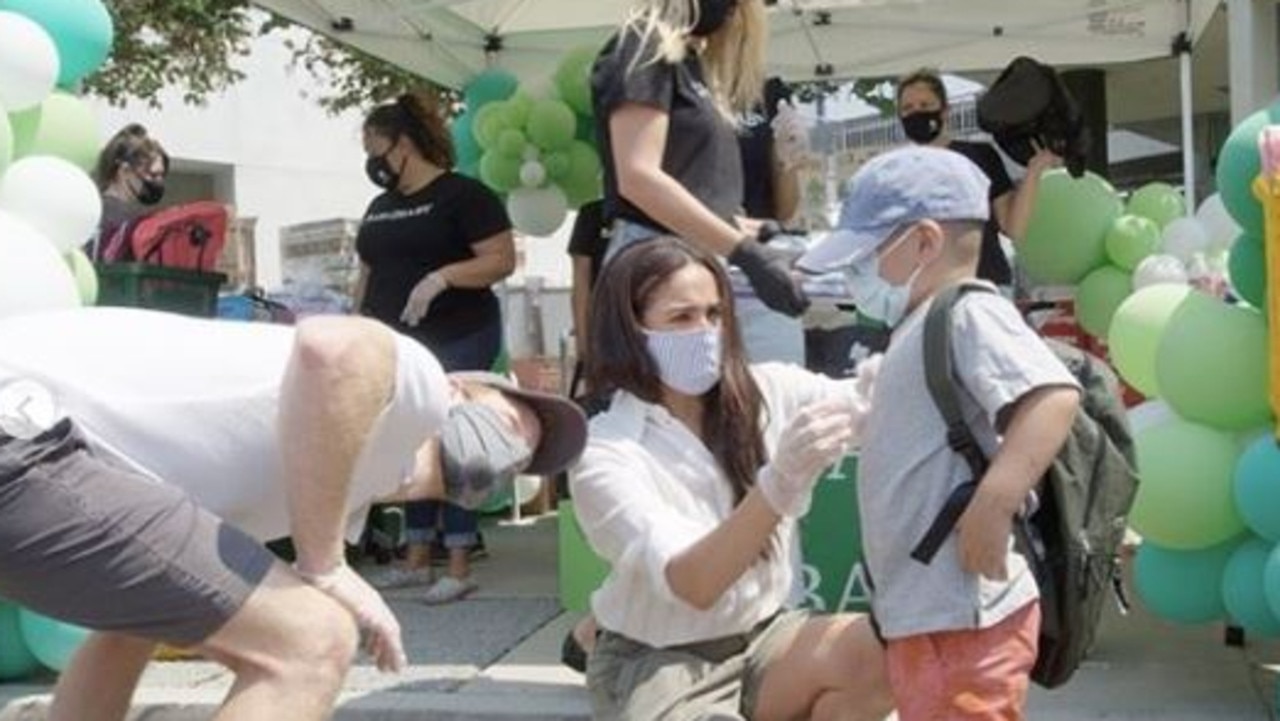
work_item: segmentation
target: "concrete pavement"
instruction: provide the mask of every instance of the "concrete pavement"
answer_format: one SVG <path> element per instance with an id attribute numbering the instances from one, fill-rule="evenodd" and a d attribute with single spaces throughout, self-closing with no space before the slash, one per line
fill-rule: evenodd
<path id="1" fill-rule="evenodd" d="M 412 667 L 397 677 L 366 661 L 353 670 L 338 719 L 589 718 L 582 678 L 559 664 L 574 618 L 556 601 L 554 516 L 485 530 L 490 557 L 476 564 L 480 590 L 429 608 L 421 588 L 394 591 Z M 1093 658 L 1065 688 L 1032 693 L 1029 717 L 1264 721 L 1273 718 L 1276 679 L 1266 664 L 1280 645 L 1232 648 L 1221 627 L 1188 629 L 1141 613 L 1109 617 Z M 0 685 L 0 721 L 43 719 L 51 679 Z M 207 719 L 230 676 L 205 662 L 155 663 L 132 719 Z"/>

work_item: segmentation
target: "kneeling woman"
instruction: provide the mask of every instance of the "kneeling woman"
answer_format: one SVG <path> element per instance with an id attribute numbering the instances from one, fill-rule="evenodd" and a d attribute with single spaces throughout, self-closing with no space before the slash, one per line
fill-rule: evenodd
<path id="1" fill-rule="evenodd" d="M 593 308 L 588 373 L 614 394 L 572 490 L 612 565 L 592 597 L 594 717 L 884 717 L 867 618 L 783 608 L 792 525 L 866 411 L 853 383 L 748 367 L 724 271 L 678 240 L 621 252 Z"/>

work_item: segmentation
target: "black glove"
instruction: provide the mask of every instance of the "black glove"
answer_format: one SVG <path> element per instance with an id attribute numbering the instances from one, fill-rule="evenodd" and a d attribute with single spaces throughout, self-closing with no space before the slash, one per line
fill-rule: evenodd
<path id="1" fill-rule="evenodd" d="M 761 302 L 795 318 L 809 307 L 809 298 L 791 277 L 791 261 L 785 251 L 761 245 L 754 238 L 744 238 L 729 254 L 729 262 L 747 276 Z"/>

-*-

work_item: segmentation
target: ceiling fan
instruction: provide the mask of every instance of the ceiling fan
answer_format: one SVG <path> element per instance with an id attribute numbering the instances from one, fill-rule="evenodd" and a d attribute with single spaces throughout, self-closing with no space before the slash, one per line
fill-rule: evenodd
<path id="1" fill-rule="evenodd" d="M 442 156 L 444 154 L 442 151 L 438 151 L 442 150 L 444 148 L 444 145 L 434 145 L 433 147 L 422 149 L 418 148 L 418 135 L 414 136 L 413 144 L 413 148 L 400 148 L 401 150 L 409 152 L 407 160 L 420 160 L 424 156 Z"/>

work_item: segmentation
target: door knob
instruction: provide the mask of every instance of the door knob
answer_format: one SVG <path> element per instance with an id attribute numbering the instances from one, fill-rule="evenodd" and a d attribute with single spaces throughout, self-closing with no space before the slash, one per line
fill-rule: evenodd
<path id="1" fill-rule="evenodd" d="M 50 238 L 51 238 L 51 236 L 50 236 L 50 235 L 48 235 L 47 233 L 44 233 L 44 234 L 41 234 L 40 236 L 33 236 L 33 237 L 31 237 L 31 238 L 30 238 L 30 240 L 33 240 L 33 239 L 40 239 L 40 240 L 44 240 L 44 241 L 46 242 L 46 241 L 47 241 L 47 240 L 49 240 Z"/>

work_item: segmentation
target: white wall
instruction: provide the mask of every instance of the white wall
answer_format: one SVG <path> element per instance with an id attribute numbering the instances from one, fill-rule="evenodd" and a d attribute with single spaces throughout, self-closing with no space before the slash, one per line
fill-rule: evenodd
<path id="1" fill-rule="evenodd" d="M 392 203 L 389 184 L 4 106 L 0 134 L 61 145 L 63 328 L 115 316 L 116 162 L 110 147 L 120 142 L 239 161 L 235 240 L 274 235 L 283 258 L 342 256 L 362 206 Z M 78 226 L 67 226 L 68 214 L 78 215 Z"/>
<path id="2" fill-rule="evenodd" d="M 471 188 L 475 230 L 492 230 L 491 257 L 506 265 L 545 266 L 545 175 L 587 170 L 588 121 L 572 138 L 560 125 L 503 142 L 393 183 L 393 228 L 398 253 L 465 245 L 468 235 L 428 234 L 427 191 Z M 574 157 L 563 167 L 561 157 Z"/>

-*-

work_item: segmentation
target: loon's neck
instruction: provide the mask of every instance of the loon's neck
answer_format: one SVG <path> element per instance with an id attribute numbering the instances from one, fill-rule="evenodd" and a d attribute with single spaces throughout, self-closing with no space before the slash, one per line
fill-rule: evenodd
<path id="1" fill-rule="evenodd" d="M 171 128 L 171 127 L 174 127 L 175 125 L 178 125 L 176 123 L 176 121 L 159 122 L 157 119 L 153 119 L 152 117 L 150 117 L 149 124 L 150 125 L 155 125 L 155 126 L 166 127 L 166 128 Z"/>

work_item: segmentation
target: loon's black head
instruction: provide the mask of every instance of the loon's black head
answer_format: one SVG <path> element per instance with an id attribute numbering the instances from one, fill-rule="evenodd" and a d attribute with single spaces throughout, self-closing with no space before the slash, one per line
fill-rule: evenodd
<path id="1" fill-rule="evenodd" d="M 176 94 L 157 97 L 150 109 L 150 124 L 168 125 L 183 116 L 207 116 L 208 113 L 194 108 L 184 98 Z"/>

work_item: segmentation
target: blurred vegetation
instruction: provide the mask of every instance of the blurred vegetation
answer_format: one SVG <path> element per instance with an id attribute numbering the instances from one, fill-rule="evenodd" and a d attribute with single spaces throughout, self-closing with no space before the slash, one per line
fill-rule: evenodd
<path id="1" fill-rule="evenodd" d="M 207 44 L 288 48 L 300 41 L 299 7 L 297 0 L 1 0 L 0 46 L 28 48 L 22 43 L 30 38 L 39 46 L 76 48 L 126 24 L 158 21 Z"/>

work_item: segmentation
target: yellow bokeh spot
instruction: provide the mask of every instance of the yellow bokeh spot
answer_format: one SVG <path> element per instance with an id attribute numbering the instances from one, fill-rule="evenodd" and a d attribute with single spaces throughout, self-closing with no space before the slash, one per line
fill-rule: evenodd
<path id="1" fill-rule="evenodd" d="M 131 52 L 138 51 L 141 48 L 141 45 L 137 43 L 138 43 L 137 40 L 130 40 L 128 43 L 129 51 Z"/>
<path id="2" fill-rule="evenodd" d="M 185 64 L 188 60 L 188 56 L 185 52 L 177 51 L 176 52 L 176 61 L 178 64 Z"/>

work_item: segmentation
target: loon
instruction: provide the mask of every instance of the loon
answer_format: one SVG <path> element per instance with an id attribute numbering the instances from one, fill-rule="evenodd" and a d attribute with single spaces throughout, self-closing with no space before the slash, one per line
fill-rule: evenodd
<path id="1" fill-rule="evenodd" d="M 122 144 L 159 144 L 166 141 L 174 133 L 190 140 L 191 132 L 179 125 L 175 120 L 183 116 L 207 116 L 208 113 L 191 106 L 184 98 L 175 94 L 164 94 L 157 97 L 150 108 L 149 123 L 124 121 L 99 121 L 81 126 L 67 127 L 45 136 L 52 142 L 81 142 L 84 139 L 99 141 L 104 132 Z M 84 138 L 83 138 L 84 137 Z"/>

-*-

Whenever a line in the entries above includes the word "ceiling", pull that line out.

#### [REPLY]
target: ceiling fan
instruction: provide the mask of every instance of the ceiling fan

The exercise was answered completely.